---------- Given information ----------

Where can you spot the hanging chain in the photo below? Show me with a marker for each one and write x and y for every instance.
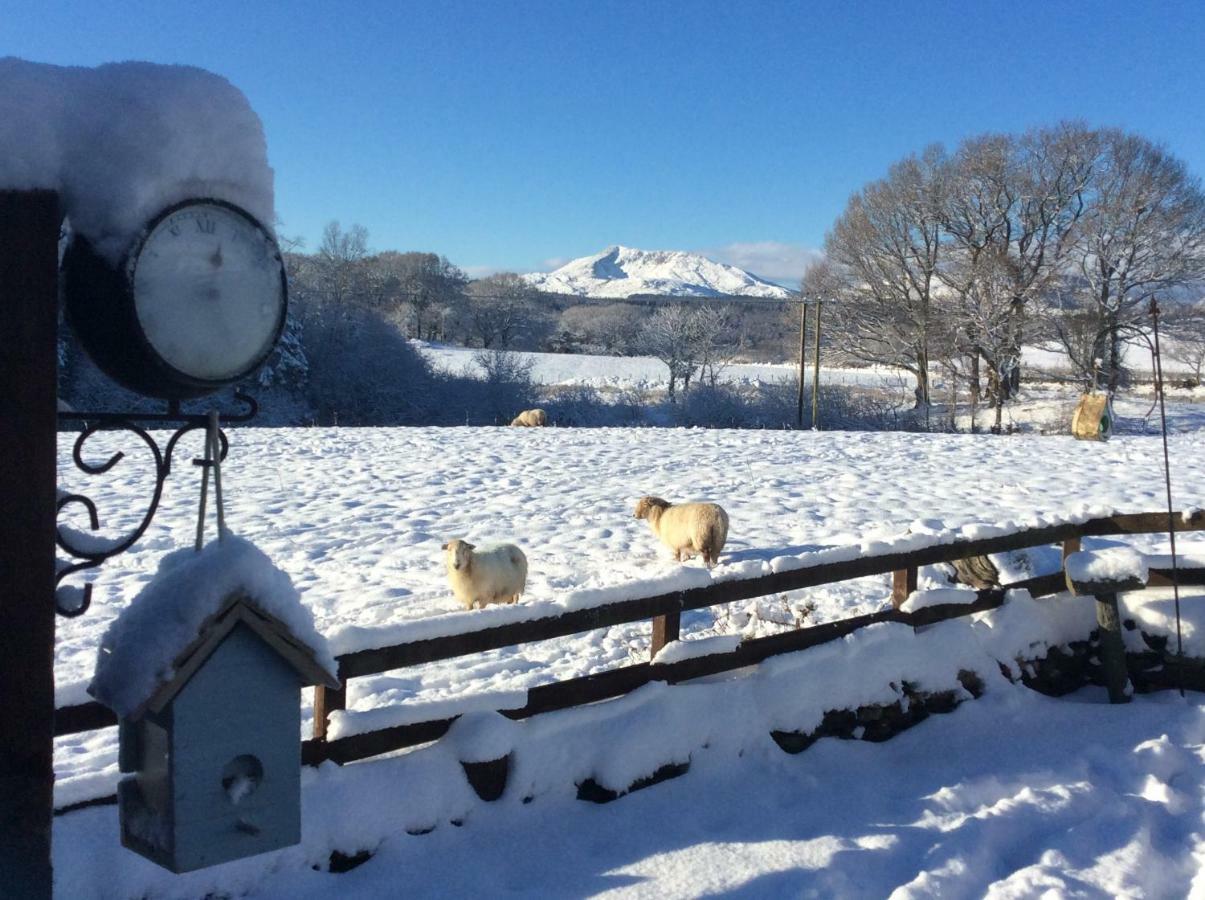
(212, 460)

----------
---------- Given information ----------

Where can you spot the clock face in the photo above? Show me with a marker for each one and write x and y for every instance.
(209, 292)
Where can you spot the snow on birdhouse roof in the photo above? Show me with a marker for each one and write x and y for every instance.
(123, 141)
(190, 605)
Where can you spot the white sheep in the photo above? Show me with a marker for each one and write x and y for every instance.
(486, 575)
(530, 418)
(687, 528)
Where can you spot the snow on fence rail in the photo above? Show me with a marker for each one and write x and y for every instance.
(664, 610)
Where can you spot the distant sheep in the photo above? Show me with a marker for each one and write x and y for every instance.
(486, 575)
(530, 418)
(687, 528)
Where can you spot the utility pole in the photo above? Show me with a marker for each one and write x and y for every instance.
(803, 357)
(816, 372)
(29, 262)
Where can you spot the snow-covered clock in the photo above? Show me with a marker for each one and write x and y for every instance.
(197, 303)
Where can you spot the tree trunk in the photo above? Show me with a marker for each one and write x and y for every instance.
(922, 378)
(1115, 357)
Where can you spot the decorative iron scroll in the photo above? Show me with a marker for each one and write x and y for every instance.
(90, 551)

----------
---------- Given information ----------

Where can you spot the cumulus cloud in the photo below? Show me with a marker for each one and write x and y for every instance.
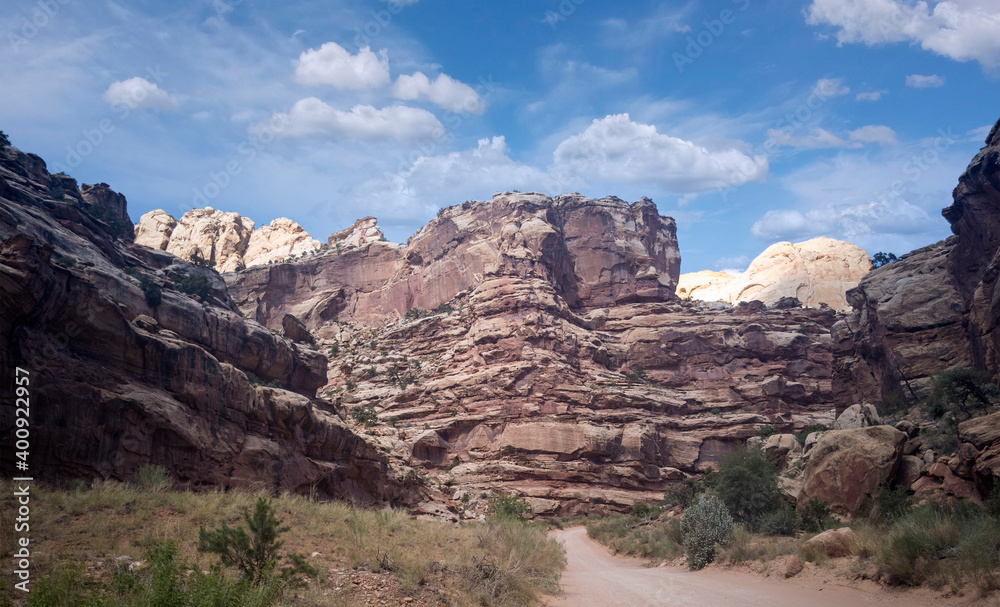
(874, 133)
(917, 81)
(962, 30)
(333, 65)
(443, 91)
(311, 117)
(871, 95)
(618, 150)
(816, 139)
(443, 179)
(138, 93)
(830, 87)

----------

> _What to work on_
Put the lines from the one containing "Where can you spot the tree" up to and including the one containing "(1115, 357)" into a JSON list of strings, one string per line, leaving out any blank lines.

> _Final result_
[
  "Where can you spot the tree trunk in the photo above? Show me with a marker for each one and write x and y for every instance.",
  "(922, 378)",
  "(1115, 357)"
]